--- BEGIN SELECTION ---

The NMDC schema has has_credit_association for Study and processing_institution for PlannedProcess.

sujaypatil96 commented 3 weeks ago

From the Submission XSD:

<xs:element name="Organization" minOccurs="1" maxOccurs="unbounded" type="typeOrganization">
    <xs:annotation>
        <xs:documentation>
                    Organization(s) involved into the submission.
                    One organization is the owner of submission data which is identified by  attribute "role"
                  </xs:documentation>
    </xs:annotation>
</xs:element>
<xs:attribute name="role" use="optional">
    <xs:annotation>
        <xs:documentation>
          Role of the ogranization in submission - owner of the data or just a participant.
          It is expected that there is one owner of the submission data.

--- END SELECTION ---
--- BEGIN GIVEN ENTRIES ---

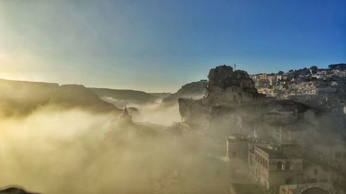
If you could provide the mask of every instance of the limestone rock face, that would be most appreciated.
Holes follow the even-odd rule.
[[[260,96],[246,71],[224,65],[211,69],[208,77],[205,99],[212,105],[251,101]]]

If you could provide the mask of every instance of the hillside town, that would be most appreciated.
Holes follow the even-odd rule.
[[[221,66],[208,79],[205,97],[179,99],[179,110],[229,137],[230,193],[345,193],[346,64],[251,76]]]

--- END GIVEN ENTRIES ---
--- BEGIN GIVEN ENTRIES ---

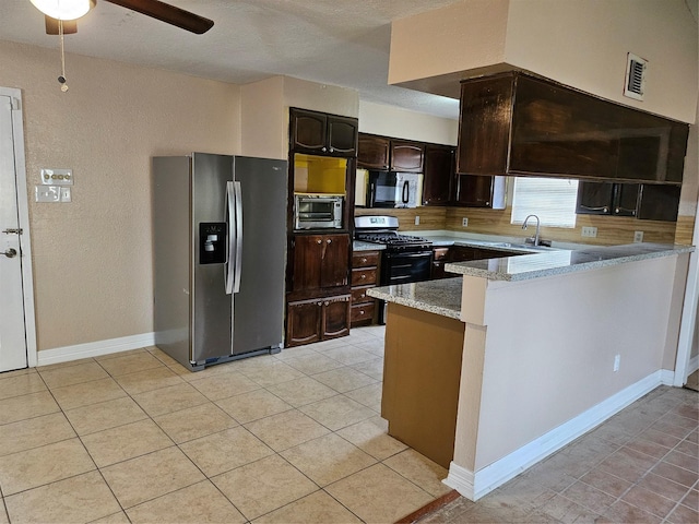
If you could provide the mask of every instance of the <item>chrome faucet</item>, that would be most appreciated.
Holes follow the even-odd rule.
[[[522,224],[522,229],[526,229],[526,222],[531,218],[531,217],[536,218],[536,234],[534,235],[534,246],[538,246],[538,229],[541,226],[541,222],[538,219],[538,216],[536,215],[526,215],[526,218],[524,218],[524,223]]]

--- END GIVEN ENTRIES ---

* **REQUIRED TASK**
Retype everything in the NMDC schema discussion from "The NMDC schema" down to "into the submission.", keeping every character unchanged.

* **CORRECT OUTPUT**
The NMDC schema has has_credit_association for Study and processing_institution for PlannedProcess.

sujaypatil96 commented 3 weeks ago

From the Submission XSD:

<xs:element name="Organization" minOccurs="1" maxOccurs="unbounded" type="typeOrganization">
    <xs:annotation>
        <xs:documentation>
                    Organization(s) involved into the submission.